- _Excerpted text_
- - -

Like many intellectuals in Belarus, Alexievich supports the political opponents of authoritarian President Alexander Lukashenko, who is up for re-election on Sunday. Because of her criticism of the government she has periodically lived abroad — including in Italy, France, Germany and Sweden — but now lives in Minsk, the Belarusian capital.

Alexievich told The AP she had not yet received any congratulations from Lukashenko, whom she has pithily criticized for years.

“It’d be interesting to see what he’s going to do in this situation,” she said, speaking on the landing outside her apartment in a Soviet-era block.

The writers group English PEN called Alexievich “a tireless chronicler of voices which might not otherwise be heard,” and said it hoped her victory would encourage the Belarus government to improve its human rights record.

At a news conference Thursday afternoon in Minsk, the writer said Belarusian authorities simply pretend that she doesn’t exist.

“They don’t print my books here. I can’t speak anywhere publicly. Belarusian television never invites me,” she said.

- - -

[Extracted rows]
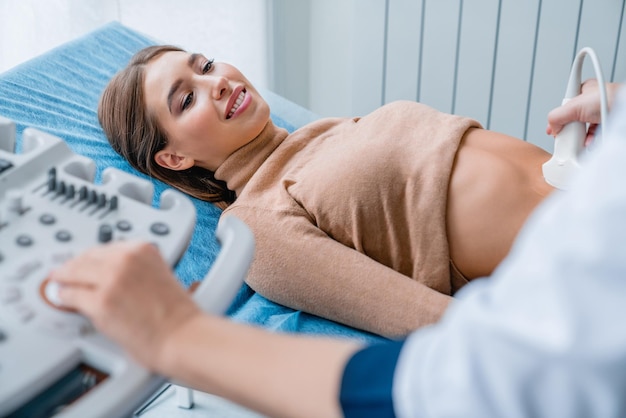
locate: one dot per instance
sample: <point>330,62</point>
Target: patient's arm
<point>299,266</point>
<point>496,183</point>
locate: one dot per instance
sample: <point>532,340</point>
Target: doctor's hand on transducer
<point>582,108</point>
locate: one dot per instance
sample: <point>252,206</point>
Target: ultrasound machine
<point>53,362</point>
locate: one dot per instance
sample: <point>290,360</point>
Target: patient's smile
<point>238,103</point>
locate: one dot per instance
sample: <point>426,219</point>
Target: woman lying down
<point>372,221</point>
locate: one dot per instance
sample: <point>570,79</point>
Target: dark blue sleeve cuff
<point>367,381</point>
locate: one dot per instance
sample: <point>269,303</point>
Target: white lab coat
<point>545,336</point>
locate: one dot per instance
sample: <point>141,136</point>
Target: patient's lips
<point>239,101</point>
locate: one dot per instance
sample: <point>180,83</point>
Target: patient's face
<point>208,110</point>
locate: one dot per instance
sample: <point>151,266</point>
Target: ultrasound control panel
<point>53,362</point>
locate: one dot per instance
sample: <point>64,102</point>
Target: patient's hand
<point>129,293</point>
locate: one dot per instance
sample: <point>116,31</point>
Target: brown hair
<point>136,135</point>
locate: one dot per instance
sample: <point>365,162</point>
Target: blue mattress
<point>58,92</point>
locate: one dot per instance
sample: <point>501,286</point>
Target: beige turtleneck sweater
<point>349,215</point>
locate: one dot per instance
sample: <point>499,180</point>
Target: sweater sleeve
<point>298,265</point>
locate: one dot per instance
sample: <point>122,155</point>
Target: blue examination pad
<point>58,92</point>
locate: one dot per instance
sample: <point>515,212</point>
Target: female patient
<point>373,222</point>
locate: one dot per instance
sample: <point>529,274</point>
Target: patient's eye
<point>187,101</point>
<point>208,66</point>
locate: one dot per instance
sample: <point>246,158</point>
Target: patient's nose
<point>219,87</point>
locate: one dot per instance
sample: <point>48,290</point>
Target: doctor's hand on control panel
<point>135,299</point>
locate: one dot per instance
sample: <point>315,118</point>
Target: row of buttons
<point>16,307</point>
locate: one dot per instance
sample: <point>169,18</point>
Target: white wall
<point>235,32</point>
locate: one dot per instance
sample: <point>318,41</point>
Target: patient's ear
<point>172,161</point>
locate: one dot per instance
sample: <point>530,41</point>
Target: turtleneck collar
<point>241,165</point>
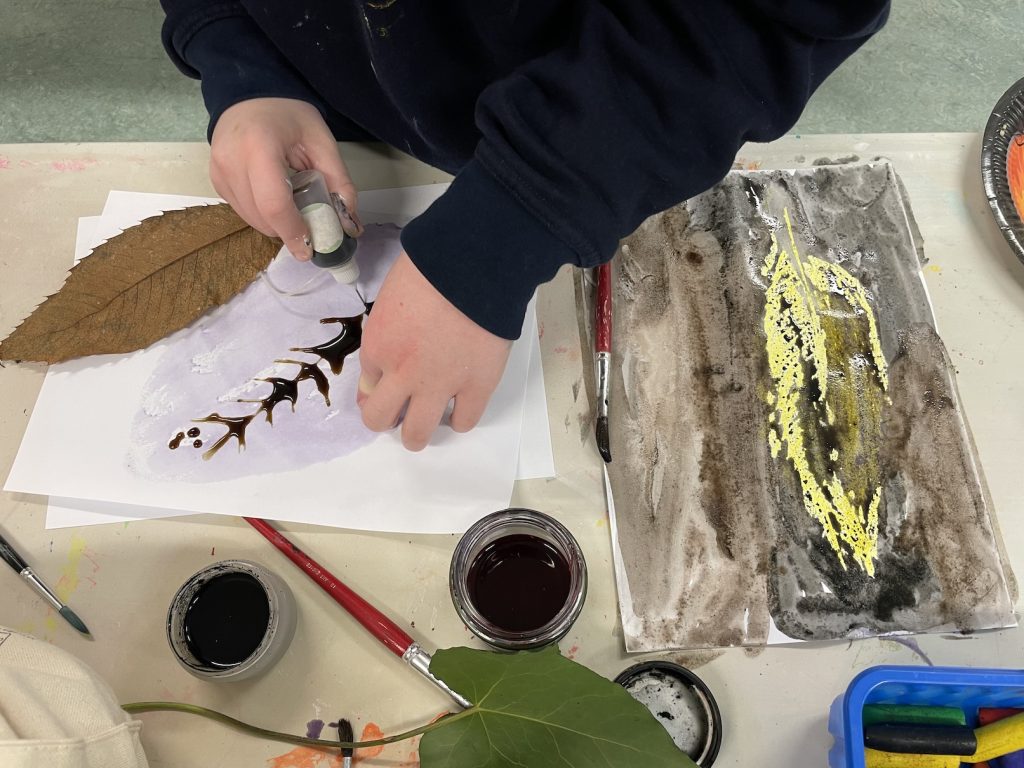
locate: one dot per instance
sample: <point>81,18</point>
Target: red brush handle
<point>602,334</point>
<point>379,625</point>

- - -

- _Using the information_
#1 In the news excerpt about Alexievich, where was she standing when she said it would be interesting to see what Lukashenko does?
#2 Carry on the news excerpt about Alexievich past its final sentence.
The rows have nothing to do with the tasks.

- _Answers to the problems_
#1 She was on the landing outside her apartment in a Soviet-era block.

#2
But Alexievich said she is unfazed by messages of hate that she sometimes receives from conservative columnists in both Russia and Belarus.

“I think nobody loves the truth. I love the Russian people. I love the Belarusian people,” she said.

Her first book, “War’s Unwomanly Face,” published in 1985, was based on the previously untold stories of women who had fought against Nazi Germany. It sold more than 2 million copies.

Alexievich said she was at home ironing when she received the call Thursday from the academy with news that filled her both with joy and trepidation.

“How am I going to keep this up?” she asked rhetorically.

Speaking to Swedish broadcaster SVT, Alexievich said winning the award left her with “complicated” emotions.

“It immediately evokes such great names as (Ivan) Bunin, (Boris) Pasternak,” she said, referring to Russian writers who have won the Nobel Prize for literature. “On the one hand, it’s such a fantastic feeling. But it’s also a bit disturbing.”

She said the 8 million Swedish kronor (about $960,000) in Nobel prize money will allow her to write more.

“I do only one thing: I buy freedom for myself. It takes me a long time to write my books, from five to 10 years,” she said. “I have two ideas for new books, so I’m pleased that I will now have the freedom to work on them.”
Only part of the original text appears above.